> **THE REQUEST**
Write out the listing below again, switching every "excavator" to "digger" and leaving everything else unchanged.
═══ THE DATA
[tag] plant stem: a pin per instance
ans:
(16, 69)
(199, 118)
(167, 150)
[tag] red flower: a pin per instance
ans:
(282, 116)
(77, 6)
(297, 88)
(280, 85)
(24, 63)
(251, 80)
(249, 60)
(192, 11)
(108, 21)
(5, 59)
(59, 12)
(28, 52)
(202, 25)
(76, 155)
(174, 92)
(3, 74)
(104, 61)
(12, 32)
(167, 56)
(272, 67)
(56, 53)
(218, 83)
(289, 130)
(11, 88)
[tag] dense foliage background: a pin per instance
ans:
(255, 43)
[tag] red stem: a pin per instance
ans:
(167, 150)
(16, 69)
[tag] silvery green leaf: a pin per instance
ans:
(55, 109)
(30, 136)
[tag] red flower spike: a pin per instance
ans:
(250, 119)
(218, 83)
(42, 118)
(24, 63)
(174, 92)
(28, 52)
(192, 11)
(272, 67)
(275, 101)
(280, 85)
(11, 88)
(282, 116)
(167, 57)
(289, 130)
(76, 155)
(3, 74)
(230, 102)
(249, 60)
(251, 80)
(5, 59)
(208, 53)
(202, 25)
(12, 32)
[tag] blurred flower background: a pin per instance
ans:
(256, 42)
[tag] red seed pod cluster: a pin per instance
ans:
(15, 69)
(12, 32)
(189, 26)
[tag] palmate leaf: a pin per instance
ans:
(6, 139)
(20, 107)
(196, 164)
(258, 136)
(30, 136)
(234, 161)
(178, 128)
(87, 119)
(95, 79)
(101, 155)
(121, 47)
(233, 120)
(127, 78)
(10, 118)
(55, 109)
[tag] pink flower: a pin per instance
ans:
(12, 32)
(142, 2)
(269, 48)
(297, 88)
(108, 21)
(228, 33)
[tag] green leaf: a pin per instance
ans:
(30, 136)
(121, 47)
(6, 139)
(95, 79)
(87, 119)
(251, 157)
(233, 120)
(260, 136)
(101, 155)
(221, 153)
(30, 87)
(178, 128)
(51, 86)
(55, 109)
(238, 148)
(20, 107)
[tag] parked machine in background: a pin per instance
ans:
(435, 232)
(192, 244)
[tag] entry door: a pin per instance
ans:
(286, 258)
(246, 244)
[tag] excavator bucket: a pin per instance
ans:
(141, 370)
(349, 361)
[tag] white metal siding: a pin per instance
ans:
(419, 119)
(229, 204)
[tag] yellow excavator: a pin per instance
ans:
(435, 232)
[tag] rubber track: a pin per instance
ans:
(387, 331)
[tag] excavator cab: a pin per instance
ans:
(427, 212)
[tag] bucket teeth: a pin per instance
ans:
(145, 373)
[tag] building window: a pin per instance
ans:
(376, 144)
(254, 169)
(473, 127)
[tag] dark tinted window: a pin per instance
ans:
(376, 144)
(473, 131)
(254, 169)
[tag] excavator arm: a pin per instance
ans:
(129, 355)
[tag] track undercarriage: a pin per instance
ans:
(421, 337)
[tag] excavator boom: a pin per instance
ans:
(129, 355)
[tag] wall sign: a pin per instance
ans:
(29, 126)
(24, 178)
══════
> **EXPECTED OUTPUT**
[tag] plant stem: a pin per instance
ans:
(16, 69)
(199, 118)
(167, 150)
[tag] red flower: a pin per instance
ans:
(282, 116)
(77, 6)
(297, 88)
(280, 85)
(24, 63)
(251, 80)
(249, 60)
(192, 11)
(108, 21)
(5, 59)
(59, 12)
(28, 52)
(202, 25)
(76, 155)
(174, 92)
(3, 74)
(104, 61)
(12, 32)
(167, 56)
(272, 67)
(56, 53)
(218, 83)
(289, 130)
(11, 88)
[tag] dense foliage background: a pin per instance
ans:
(255, 43)
[tag] red stem: a pin per instance
ans:
(167, 150)
(16, 69)
[tag] silvery green leaf: a pin per instance
ans:
(55, 109)
(30, 136)
[tag] red flower spike: a pin per instance
ans:
(250, 119)
(218, 83)
(42, 118)
(24, 63)
(174, 92)
(28, 52)
(192, 11)
(272, 67)
(275, 101)
(280, 85)
(11, 88)
(282, 116)
(167, 57)
(289, 130)
(76, 155)
(3, 74)
(230, 102)
(249, 60)
(251, 80)
(5, 59)
(208, 53)
(202, 25)
(12, 32)
[tag] blurred flower background: a pin per instance
ans:
(256, 42)
[tag] red seed pod cluster: a pin per instance
ans:
(15, 69)
(12, 32)
(189, 26)
[tag] palmate leaf: a pin per instance
ans:
(6, 139)
(20, 107)
(196, 164)
(258, 136)
(30, 136)
(234, 161)
(178, 128)
(87, 119)
(95, 79)
(101, 155)
(121, 47)
(233, 120)
(127, 78)
(10, 118)
(55, 109)
[tag] pink flower: a pin per instance
ans:
(12, 32)
(142, 2)
(269, 48)
(297, 88)
(108, 21)
(228, 33)
[tag] green leaf: a pin per instance
ans:
(30, 136)
(121, 47)
(6, 139)
(95, 79)
(87, 119)
(251, 157)
(233, 120)
(260, 136)
(101, 155)
(221, 153)
(30, 87)
(178, 128)
(51, 86)
(55, 109)
(238, 148)
(20, 107)
[tag] parked machine in background: a pin per instance
ans:
(435, 232)
(192, 244)
[tag] entry door: a pin per instance
ans:
(286, 258)
(246, 244)
[tag] digger bucket: a pin per instance
ans:
(141, 370)
(349, 361)
[tag] white metal siding: a pin per instance
ans:
(419, 119)
(229, 204)
[tag] yellow digger: a pin per instance
ans:
(435, 232)
[tag] rubber track: a pin per instance
ans:
(387, 331)
[tag] digger cab: a pin per instance
ans:
(427, 212)
[tag] bucket teeth: a pin per instance
ans:
(145, 373)
[tag] building window: a pin per instance
ans:
(376, 144)
(254, 169)
(473, 127)
[tag] dark tinted window: a pin per instance
ans:
(376, 144)
(473, 131)
(254, 169)
[tag] digger arm: a pin per instance
ans:
(129, 355)
[tag] track undercarriage: a pin per instance
ans:
(421, 337)
[tag] digger boom: a pin per instance
ans:
(129, 355)
[tag] wall sign: a pin per instance
ans:
(29, 126)
(24, 178)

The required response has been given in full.